In the records below, reproduce exactly the lines from the one containing "Target: mossy ground" through the one containing "pixel 56 96", both included, and omit the pictures.

* _Listed records_
++++++++
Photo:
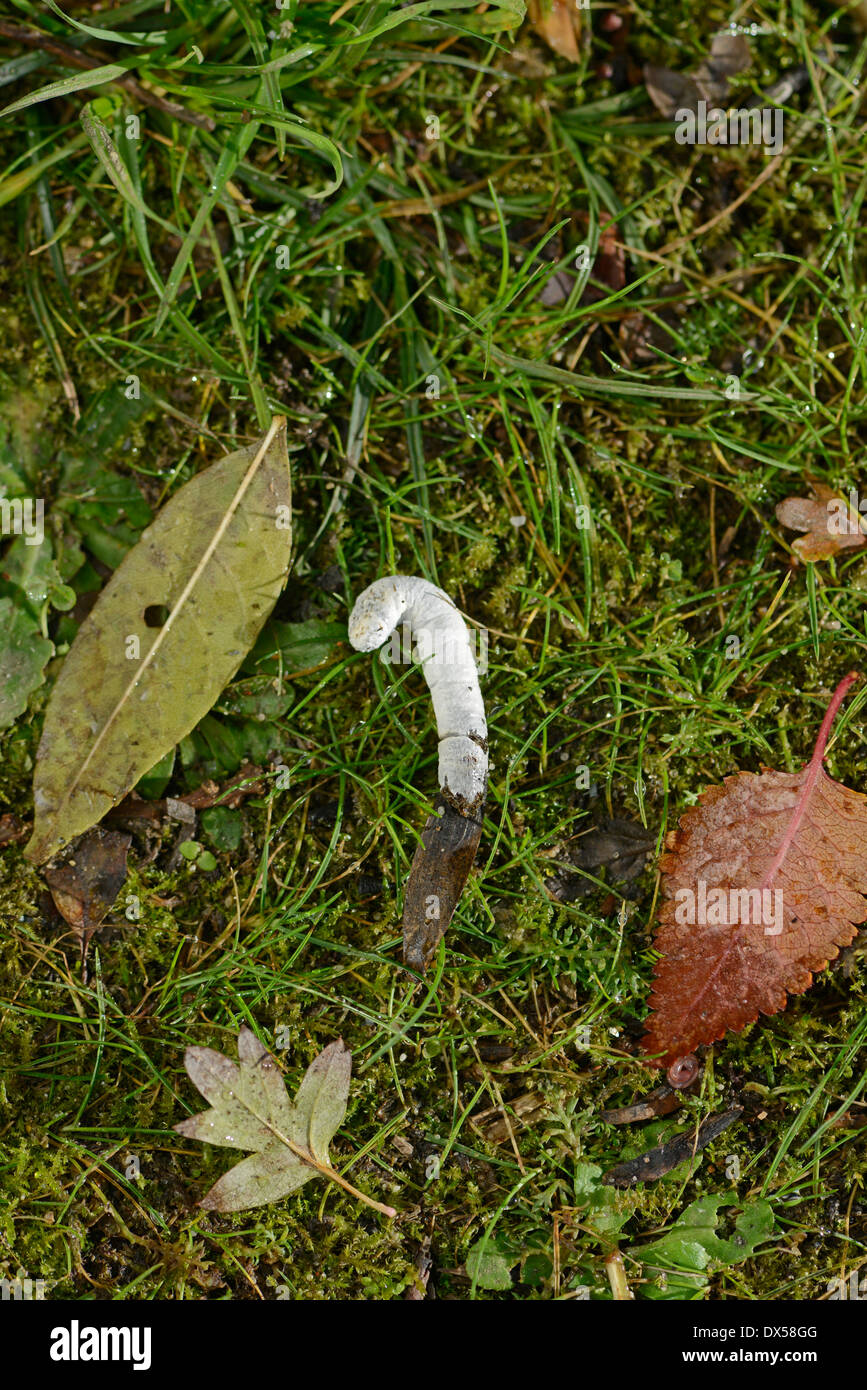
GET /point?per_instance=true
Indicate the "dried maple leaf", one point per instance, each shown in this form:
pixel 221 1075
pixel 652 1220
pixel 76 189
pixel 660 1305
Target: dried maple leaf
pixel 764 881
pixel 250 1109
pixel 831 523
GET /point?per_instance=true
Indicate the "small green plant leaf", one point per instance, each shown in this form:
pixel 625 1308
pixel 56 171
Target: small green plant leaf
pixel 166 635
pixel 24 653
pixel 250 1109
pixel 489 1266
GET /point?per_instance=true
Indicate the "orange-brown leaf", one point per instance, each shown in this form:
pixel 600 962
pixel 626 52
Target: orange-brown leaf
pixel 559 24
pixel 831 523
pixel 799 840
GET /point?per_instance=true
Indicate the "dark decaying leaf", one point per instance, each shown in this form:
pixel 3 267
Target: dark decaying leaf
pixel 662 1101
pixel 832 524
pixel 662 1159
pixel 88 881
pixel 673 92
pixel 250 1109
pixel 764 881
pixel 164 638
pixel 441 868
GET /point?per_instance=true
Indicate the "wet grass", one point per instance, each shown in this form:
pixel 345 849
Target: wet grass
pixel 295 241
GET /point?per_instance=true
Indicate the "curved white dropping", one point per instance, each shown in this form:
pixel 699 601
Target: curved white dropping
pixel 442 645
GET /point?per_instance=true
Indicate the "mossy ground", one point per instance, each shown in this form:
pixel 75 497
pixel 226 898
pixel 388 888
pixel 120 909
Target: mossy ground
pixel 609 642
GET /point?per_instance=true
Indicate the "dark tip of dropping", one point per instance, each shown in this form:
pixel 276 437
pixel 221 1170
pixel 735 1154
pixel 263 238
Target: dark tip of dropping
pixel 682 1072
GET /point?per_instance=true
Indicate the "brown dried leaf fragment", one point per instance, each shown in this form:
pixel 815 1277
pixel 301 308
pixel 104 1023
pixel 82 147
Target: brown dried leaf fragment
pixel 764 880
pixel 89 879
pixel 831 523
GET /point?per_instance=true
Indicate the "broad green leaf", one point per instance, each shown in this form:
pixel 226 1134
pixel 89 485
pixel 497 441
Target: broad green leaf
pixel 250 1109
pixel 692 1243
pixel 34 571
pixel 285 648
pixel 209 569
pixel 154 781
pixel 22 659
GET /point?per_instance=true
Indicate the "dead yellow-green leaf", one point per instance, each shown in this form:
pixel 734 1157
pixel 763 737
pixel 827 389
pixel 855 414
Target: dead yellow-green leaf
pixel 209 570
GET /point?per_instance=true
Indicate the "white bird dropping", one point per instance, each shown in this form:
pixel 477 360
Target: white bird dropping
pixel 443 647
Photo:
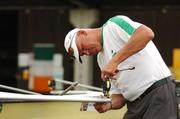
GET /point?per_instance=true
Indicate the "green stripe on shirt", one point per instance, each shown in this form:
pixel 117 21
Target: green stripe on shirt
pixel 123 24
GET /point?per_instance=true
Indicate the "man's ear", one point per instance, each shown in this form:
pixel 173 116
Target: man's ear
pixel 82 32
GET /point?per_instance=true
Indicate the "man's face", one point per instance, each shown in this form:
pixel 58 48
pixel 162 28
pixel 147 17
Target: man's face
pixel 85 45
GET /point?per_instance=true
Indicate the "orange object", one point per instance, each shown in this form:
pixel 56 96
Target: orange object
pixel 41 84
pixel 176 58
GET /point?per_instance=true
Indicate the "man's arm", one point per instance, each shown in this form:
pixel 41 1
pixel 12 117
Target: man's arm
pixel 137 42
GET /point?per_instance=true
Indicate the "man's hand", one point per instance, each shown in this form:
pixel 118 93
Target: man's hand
++++++++
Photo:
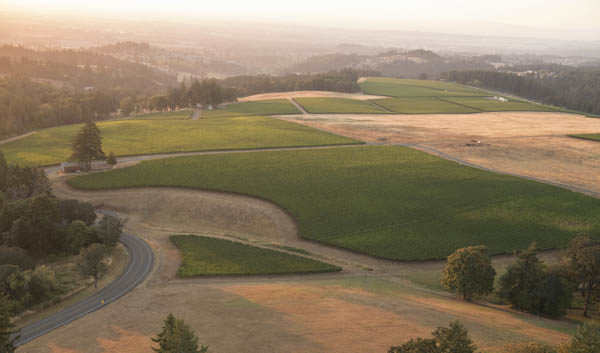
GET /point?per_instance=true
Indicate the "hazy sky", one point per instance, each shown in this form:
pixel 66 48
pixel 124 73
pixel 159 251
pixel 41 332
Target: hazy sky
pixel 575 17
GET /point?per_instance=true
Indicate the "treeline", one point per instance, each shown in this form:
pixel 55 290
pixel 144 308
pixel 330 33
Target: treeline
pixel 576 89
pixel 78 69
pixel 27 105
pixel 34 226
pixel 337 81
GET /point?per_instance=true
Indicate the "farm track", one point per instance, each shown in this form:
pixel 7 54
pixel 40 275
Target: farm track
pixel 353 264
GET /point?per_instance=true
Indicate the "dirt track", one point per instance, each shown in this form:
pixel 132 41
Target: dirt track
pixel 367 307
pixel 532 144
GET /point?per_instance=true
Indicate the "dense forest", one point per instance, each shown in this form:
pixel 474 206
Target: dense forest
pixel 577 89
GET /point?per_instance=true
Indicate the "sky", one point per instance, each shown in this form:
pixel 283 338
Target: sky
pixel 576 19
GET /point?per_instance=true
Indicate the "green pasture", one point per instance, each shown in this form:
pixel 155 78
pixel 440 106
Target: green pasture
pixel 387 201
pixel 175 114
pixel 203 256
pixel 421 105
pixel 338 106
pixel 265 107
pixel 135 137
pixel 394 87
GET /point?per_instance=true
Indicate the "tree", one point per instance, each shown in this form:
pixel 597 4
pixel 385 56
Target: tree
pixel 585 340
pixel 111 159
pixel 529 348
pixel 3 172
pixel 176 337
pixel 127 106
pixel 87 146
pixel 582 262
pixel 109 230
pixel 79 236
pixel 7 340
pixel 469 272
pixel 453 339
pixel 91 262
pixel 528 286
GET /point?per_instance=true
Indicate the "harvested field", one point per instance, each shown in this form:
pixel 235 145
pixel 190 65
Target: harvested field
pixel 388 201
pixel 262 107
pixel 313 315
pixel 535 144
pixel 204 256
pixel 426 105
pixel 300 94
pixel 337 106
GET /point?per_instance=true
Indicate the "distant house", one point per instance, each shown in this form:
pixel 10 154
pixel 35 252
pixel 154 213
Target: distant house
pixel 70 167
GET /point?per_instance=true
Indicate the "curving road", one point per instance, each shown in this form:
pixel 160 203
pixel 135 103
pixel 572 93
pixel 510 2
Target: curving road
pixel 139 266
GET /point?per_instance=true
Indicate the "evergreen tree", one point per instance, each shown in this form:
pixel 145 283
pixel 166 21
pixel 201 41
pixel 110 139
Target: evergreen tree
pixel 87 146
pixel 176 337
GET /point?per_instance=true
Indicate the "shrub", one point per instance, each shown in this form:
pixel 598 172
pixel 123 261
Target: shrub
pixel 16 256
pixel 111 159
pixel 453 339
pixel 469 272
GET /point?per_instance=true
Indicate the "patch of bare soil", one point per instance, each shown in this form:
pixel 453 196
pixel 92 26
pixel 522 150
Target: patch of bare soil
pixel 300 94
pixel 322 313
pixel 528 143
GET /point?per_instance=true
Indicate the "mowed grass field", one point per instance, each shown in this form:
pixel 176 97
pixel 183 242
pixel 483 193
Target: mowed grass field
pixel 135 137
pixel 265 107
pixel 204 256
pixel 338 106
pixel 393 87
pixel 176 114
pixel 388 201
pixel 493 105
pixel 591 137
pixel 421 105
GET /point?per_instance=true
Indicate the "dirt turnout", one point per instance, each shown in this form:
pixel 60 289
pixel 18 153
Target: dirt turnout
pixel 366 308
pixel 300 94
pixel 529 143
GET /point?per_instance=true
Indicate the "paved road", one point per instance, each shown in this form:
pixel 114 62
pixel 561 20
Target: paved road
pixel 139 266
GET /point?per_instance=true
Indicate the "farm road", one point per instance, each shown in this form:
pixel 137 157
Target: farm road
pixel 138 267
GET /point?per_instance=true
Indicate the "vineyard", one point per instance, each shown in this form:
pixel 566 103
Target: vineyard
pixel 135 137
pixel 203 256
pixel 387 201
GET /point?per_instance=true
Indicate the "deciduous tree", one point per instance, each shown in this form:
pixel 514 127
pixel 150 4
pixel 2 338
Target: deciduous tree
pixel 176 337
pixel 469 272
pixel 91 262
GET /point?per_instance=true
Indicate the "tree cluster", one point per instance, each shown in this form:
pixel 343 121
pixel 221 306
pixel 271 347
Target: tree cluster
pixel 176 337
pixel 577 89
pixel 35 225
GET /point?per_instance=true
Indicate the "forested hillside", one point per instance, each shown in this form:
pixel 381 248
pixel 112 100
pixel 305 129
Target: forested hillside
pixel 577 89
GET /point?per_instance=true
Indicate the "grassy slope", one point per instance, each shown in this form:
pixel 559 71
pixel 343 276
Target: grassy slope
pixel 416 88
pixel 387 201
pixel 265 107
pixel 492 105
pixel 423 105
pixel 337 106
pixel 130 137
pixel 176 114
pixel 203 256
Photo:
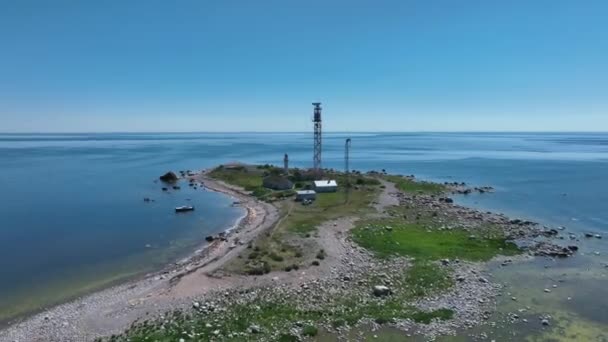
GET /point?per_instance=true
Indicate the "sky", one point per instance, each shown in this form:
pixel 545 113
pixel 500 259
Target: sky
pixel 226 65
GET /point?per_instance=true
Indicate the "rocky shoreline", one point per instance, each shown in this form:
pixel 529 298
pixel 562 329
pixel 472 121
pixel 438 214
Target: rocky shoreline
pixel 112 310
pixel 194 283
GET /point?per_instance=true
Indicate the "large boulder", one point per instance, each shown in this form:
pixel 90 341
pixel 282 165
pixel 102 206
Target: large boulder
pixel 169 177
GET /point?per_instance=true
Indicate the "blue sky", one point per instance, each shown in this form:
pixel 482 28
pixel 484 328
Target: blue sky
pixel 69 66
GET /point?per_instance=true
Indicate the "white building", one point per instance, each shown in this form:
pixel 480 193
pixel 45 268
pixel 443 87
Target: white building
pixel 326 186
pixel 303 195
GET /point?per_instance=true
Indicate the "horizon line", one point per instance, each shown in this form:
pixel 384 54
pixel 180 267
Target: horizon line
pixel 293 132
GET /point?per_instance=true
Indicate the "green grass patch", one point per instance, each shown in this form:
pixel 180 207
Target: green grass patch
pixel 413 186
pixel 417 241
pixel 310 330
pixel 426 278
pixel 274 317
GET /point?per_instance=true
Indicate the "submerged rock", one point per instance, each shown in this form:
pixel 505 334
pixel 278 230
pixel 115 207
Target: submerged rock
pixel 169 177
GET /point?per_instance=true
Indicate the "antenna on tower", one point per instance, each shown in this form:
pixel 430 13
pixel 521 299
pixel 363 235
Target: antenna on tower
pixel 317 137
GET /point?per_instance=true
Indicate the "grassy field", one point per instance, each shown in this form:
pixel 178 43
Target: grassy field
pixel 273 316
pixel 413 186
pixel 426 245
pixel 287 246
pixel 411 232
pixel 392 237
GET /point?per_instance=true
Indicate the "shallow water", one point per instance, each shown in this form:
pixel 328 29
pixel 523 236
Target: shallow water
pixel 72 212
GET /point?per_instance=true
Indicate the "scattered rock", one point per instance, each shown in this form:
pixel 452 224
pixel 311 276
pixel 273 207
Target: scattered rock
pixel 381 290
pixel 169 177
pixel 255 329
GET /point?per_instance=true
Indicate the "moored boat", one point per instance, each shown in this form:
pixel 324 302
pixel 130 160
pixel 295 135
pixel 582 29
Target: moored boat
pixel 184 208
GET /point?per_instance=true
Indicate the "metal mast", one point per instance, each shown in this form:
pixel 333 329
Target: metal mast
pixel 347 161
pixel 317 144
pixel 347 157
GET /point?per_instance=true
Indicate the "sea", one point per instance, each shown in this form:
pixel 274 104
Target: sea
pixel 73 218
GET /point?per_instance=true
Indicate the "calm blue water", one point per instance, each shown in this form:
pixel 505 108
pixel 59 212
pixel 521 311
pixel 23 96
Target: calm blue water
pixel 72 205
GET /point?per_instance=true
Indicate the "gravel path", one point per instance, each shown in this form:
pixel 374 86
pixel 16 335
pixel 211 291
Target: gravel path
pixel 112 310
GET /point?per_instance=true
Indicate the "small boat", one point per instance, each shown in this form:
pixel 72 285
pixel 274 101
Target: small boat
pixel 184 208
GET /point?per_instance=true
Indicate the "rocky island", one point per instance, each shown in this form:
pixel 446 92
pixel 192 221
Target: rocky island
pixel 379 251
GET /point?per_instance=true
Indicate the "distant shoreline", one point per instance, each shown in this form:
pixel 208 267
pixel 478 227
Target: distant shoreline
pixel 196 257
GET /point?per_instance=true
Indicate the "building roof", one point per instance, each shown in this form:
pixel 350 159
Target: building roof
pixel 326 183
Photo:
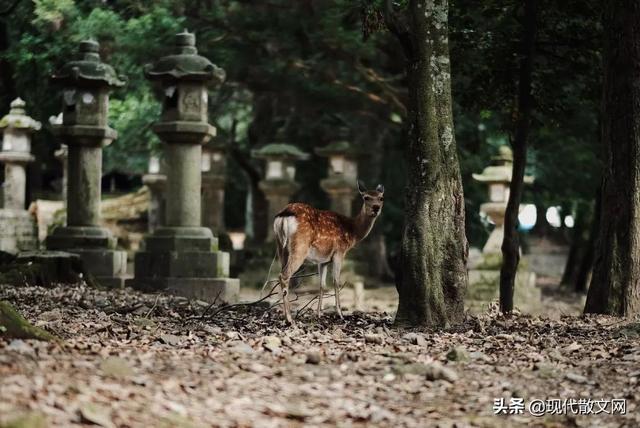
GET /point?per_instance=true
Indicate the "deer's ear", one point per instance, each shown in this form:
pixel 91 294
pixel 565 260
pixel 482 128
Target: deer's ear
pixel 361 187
++++++++
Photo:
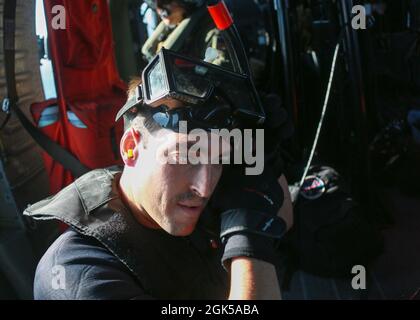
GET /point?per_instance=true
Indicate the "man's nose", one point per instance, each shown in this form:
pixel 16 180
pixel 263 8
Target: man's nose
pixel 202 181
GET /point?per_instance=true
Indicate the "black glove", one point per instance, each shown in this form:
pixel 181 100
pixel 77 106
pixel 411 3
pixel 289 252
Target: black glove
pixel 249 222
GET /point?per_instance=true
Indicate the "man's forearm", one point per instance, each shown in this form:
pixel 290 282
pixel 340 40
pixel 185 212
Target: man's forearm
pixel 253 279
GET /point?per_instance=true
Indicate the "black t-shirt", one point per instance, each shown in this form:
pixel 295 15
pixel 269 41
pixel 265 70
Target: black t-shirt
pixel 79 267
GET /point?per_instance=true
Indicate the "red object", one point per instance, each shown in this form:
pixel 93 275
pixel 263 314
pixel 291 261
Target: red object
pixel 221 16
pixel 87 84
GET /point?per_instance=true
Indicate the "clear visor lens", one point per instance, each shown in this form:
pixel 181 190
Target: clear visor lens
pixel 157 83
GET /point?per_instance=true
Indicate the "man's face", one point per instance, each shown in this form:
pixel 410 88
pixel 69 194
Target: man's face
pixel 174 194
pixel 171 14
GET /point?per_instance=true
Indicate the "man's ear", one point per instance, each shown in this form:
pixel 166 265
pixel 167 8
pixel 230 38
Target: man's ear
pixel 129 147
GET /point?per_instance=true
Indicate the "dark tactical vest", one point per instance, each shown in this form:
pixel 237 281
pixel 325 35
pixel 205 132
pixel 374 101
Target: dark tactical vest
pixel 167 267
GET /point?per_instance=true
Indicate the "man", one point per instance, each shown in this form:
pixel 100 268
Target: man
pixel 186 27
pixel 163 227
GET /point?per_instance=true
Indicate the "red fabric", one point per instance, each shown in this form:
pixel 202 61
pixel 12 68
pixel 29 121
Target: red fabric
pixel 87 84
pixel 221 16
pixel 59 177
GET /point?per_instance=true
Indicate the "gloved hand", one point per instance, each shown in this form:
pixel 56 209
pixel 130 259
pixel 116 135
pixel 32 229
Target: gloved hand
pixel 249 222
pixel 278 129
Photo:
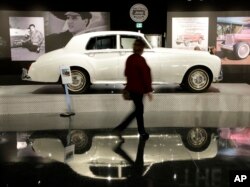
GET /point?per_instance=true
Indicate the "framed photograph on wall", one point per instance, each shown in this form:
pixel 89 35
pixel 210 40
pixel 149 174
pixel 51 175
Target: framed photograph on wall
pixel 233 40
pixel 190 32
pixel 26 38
++++++++
* _Answer area_
Target: mossy ground
pixel 609 642
GET /point?per_instance=true
Indicate the "dark tip of dropping", one point per instance, each shown in this form:
pixel 276 437
pixel 221 1170
pixel 735 1154
pixel 263 238
Target: dark tip of dropping
pixel 682 1072
GET /point?per_instance=true
Indicate the "brown dried leaf fragment", one point per instance, each shown in this form:
pixel 815 1277
pixel 301 308
pixel 104 1023
pixel 82 147
Target: brown dried leaf fragment
pixel 764 880
pixel 89 879
pixel 831 523
GET /point?per_instance=true
Indicate the "broad green leaf", one point per instance, each shown in this form:
pixel 226 1134
pixel 89 485
pixel 497 441
Target: broad green leaf
pixel 250 1109
pixel 692 1243
pixel 34 571
pixel 285 648
pixel 209 569
pixel 154 781
pixel 22 659
GET /point?per_instance=true
Indicate the "dead yellow-green leaf", one point per instance, each shown in this form:
pixel 734 1157
pixel 763 737
pixel 827 389
pixel 855 414
Target: dead yellow-green leaf
pixel 209 570
GET /point?per_instance=true
Indicate the "white bird dropping", one point per instance, each shown in this form:
pixel 477 360
Target: white bird dropping
pixel 443 647
Photo:
GET /point?per_instance=true
Indicate the "green stripe on shirt", one point per instance, each shown in this form:
pixel 117 21
Target: green stripe on shirt
pixel 123 24
GET /point?per_instance=true
Indicate the "man's ear", one point per instance, each shown in this form:
pixel 173 116
Target: man's ear
pixel 82 32
GET /point?per_instance=true
Indicate the "man's face", one point per instance, each shown in this form:
pixel 58 48
pixel 162 28
pixel 147 17
Target: man's face
pixel 85 45
GET /point?per_instance=true
Indicate the "orange object", one point per instance, each shown in this form:
pixel 56 96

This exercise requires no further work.